__Task requirements__.
Copy the lines below, putting "withered shrub" in place of "dry bush" and keeping everything else the same.

__Materials provided__.
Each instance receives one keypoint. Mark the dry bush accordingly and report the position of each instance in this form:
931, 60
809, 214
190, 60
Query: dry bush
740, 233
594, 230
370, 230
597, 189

__Solved problem__.
Each instance receives one keypoint. Mark the withered shrub accordingly and report the position of each instance in this form:
931, 60
809, 214
190, 60
Query: withered shrub
740, 233
594, 230
370, 230
597, 189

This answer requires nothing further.